**DATA FOR THIS TASK**.
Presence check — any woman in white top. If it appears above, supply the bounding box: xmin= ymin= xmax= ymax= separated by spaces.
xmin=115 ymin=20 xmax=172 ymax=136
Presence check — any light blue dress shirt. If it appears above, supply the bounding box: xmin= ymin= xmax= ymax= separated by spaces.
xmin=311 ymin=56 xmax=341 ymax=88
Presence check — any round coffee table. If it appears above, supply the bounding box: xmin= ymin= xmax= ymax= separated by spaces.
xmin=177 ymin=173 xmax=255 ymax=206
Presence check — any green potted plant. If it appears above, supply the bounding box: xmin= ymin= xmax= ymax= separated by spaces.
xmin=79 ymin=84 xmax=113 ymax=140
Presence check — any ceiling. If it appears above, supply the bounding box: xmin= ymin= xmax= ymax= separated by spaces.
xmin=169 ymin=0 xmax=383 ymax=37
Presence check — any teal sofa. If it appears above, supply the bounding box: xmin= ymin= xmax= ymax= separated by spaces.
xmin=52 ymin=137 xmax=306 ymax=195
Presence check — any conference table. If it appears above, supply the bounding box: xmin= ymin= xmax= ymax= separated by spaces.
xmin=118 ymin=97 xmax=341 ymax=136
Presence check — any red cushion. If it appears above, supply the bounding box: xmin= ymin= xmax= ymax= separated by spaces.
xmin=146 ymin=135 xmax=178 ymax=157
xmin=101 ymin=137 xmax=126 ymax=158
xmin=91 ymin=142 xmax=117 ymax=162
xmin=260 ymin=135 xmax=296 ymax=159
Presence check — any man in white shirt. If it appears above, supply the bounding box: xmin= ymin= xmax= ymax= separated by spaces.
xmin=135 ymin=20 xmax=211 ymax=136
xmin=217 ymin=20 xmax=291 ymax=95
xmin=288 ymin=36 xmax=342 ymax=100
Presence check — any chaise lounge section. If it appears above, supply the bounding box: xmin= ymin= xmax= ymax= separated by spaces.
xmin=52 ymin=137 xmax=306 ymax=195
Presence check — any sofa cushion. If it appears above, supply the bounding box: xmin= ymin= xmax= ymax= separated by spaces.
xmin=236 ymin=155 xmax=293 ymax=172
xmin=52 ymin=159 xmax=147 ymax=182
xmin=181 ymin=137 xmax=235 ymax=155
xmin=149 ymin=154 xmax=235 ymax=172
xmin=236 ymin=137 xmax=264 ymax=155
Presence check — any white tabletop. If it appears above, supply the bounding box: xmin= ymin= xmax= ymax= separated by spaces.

**YOUR OBJECTIVE**. Convert the lines above into a numbered list without blank lines, starting at the line that contains "Presence check — any teal" and ending at the last line.

**RESULT FOR THIS EXERCISE**.
1. Presence check — any teal sofa. If it appears above, supply the bounding box: xmin= ymin= xmax= ymax= separated by spaces.
2. xmin=52 ymin=137 xmax=306 ymax=195
3. Presence check — any conference table. If it appears above, supply the bounding box: xmin= ymin= xmax= ymax= separated by spaces.
4. xmin=118 ymin=97 xmax=341 ymax=136
5. Presence check — any red cushion. If it appears above, supply the bounding box: xmin= ymin= xmax= ymax= separated by spaces.
6. xmin=146 ymin=135 xmax=178 ymax=157
7. xmin=101 ymin=137 xmax=126 ymax=158
8. xmin=91 ymin=142 xmax=117 ymax=162
9. xmin=260 ymin=135 xmax=296 ymax=159
10. Presence check — any man in white shirt. If it appears above, supply the bounding box: xmin= ymin= xmax= ymax= separated by spaces.
11. xmin=135 ymin=20 xmax=211 ymax=136
12. xmin=217 ymin=20 xmax=291 ymax=95
13. xmin=288 ymin=36 xmax=342 ymax=100
14. Presence check — any chaise lounge section. If it appears above, supply the bounding box: xmin= ymin= xmax= ymax= separated by spaces.
15. xmin=52 ymin=137 xmax=306 ymax=195
16. Presence check — any sofa cushion. If it appears above, supply the bounding box: xmin= ymin= xmax= ymax= separated by spaces.
17. xmin=236 ymin=155 xmax=293 ymax=172
18. xmin=52 ymin=159 xmax=147 ymax=182
19. xmin=181 ymin=137 xmax=235 ymax=155
20. xmin=149 ymin=154 xmax=235 ymax=172
21. xmin=236 ymin=137 xmax=264 ymax=155
22. Presence check — any white tabletop. If it appears above, supply the bounding box: xmin= ymin= xmax= ymax= separated by spaces.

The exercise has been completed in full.